ИСХОДНЫЙ ТЕКСТ.
******************************

Несколько позднее, в качестве сотрудника «Москвитянина», Пригорьев так характеризовал типологию произведений новейшей французской школы и ее русского варианта: «Взять какого-нибудь физического или морального урода, сочинить которого не стоит большого труда, заставить его преследовать неистовой любовью ига неистовой враждой несколько бедных невинностей, которые сочиняются так же легко, перепутать эту интригу бесконечными похождениями разных лиц, связанных судьбою с уродом или с невинностями) развести все это водою описаний разных местностей, сладких, излияний и проч., и выйдет „Вечный жид“, „Мартин Найденыш“, „Старый дом“[62], „Мертвое озеро“ или „Три страны света“…» (М, 1851, март; кн. 1, с. 77; см. также: июнь, кн. 2, с. 488, окт., кн. 1–2, с. 267– 268).
Издание 1851 г. прошло незамеченным. Внимание критики переключилось на другой роман Некрасова и Станицкого — «Мертвое озеро» (1851); лишь однажды, в 1856 г., обозреватель «Сына отечества», упрекал редакцию «Современника» в непоследовательности, упомянул «Три страны света», заметив, что «смертельные приговоры невинному автору бесконечных „мушкетеров“, принесенному в жертву требованиям строгого вкуса и искусства», совмещались, в журнале с публикацией «бесконечных романов <…> где герои переплывали моря на китах», и что «автор „Забытой деревни“ <…> в то же время и автор „Трех стран света“» (СО, 1856; № 2; с. 31–32).

******************************

ПРИВЕДЁННЫЕ СТРОКИ.

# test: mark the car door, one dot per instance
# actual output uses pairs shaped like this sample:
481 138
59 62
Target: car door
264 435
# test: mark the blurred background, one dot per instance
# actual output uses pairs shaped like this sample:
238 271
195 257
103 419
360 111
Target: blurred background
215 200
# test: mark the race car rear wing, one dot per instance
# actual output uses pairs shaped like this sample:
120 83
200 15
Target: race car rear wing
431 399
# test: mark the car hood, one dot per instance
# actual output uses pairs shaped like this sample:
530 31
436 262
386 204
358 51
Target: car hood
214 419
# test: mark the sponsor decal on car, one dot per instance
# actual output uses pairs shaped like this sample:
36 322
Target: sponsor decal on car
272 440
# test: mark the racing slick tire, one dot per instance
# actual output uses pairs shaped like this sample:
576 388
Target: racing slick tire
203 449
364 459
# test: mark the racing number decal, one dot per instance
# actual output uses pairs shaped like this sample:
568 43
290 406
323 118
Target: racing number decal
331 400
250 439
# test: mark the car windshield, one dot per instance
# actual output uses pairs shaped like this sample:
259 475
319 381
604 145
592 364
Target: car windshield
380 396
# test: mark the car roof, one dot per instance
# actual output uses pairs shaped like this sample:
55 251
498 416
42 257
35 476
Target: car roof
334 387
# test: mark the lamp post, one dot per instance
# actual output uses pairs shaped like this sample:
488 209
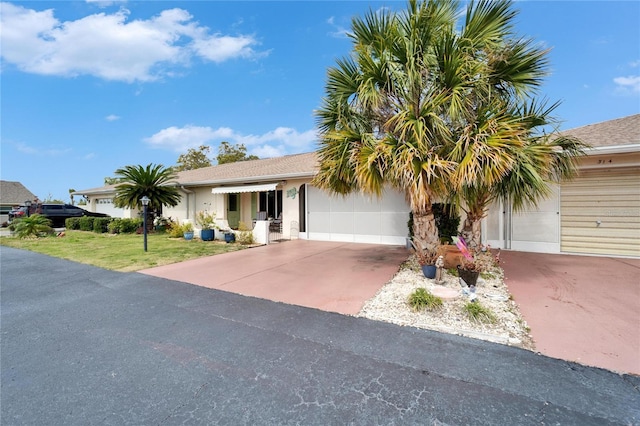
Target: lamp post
145 202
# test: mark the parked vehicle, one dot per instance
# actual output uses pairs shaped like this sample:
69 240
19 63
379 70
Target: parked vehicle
17 212
57 213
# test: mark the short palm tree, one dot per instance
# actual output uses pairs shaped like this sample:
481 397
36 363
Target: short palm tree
153 181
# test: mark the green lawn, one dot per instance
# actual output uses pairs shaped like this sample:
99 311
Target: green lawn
121 252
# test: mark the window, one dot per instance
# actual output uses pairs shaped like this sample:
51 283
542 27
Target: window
271 202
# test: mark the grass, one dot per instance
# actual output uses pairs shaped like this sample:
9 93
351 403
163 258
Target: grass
121 252
421 299
476 312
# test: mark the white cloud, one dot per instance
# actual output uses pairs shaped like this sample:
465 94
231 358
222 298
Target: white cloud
280 141
42 152
338 30
628 84
112 47
105 3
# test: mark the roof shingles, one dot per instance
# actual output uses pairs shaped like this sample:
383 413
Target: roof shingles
621 131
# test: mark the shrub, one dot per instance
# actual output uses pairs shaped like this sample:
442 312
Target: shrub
72 223
244 234
86 223
124 226
101 224
114 226
33 226
476 312
421 299
447 221
177 231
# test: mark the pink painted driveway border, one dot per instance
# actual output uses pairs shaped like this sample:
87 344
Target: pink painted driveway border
331 276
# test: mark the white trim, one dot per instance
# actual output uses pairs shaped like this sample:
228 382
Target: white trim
244 188
615 149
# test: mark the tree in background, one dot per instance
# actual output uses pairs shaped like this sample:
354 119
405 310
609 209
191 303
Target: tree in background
154 181
194 159
112 180
228 153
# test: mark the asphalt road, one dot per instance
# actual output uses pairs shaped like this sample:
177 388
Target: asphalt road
82 345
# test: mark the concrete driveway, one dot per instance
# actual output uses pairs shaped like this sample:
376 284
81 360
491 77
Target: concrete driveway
579 308
331 276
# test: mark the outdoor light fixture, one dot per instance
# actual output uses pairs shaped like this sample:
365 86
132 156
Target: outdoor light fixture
145 202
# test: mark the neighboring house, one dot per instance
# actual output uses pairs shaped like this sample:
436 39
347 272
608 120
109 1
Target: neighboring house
597 213
13 194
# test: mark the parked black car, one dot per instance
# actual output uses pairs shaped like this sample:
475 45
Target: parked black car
17 212
57 213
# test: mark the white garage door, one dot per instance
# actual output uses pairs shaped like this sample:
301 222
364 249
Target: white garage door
357 218
601 213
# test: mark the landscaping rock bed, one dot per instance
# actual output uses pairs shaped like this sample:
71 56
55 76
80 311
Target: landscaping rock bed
390 304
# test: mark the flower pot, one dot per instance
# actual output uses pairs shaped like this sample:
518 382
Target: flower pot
429 271
469 277
451 254
207 234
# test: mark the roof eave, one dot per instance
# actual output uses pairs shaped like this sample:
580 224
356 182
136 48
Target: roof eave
614 149
265 178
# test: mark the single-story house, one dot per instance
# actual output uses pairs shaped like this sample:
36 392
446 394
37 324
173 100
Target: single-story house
13 194
280 187
598 213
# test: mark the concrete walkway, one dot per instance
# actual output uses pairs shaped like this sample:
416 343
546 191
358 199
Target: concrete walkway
579 308
331 276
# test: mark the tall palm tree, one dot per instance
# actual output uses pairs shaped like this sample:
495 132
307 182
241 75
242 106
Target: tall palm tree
437 109
403 109
540 160
154 181
383 119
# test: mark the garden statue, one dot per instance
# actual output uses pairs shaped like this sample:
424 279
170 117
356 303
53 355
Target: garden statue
439 269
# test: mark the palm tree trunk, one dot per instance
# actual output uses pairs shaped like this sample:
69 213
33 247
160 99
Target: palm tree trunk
472 230
425 231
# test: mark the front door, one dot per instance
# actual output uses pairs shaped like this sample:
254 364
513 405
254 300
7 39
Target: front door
233 210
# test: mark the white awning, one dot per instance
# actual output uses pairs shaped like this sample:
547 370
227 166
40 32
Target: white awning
244 188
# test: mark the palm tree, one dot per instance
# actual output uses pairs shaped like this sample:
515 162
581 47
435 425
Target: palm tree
430 107
154 181
382 120
534 165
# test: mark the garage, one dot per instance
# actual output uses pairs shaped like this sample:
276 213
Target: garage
356 218
601 213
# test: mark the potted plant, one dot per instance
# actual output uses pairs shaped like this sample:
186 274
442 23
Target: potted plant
471 264
207 222
427 260
187 231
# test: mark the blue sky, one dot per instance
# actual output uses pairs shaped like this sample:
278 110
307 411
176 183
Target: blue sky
91 86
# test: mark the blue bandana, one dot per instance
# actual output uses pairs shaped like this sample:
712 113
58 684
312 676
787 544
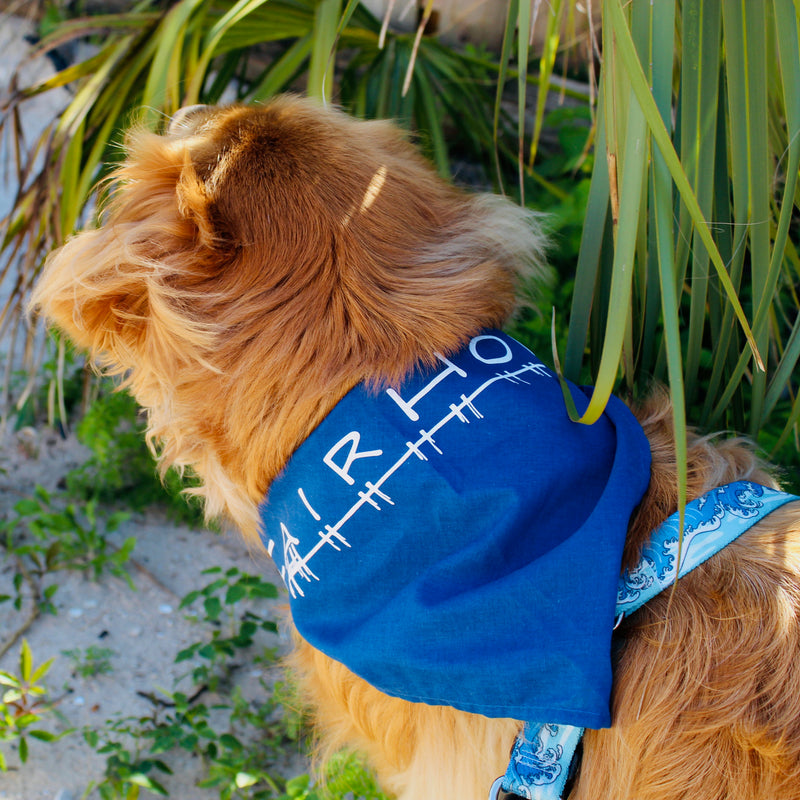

******************************

ЗАДАНИЕ.
Продолжите текст об откликах критики на роман «Три страны света», начиная сразу после его последнего предложения.

ОТВЕТ.
Издание 1872 г; вновь обратило на себя внимание критики. Журнал «Дело» поместил статью П. Н. Ткачева (псевдоним: «Постны») «Неподкрашенная старина», в которой перепечатка «Трех стран света» рассматривалась как угрожающий общественно-литературный симптом. «Началась литературная реставрация <…>, — писал П. Н. Ткачев. — Она вполне соответствует „духу современности“. <…> Для этого у нас имеется бесспорное доказательство. Т-и Звонарев <издатель романа; см. с. 312> знает этот „дух“ наилучшим образом. Кому же и знать, как не ему?» (Дело, 1872, № 11, с. 7).
Основной тезис статьи заключался в том, что эпоха 1840-х гг., с характерной для нее неразвитостью и отсталостью общественной мысли, не могла не сказаться самым пагубным образом даже в «одном из лучших» романов того времени — «Три страны света» (там же, с. 9).
Отмечая в романе «протест против тогдашних порядков», Ткачев вместе с тем утверждал, что этот протест «не шел далее весьма деликатного указания на мрачные стороны помещичьей власти и бессмыслие помещичьего времяпрепровождения <…> на самодурство богачей, развращенных крепостным правом, вроде Добротина, Кирпичова, на бедность и страдания „честных тружеников“, вроде Граблина, дяди Полиньки, матери ее, ее самой, Душникова и т. п.» (там же, с. 11).
Главная мысль романа формулировалась в статье так: «…„чистая любовь“ все преодолевает и над всем торжествует; она дает силу и капитал приобрести, и невинность сохранить; она украшает человека в борьбе с жизнью и ведет его, в конце концов, к высшему земному счастью — счастливому браку и богатству». Авторы выступали перед читателями прежде всего в роли утешителей, «возвышая в их собственных глазах ценность того единственного богатства, которым они обладали, — способности трудиться». Такого рода оптимизм «извращал протест; преувеличивая значение личных добродетелей человека, он тем самым низводил почти к нулю значение общих условий жизни» (там же, с. 22, 11, 12).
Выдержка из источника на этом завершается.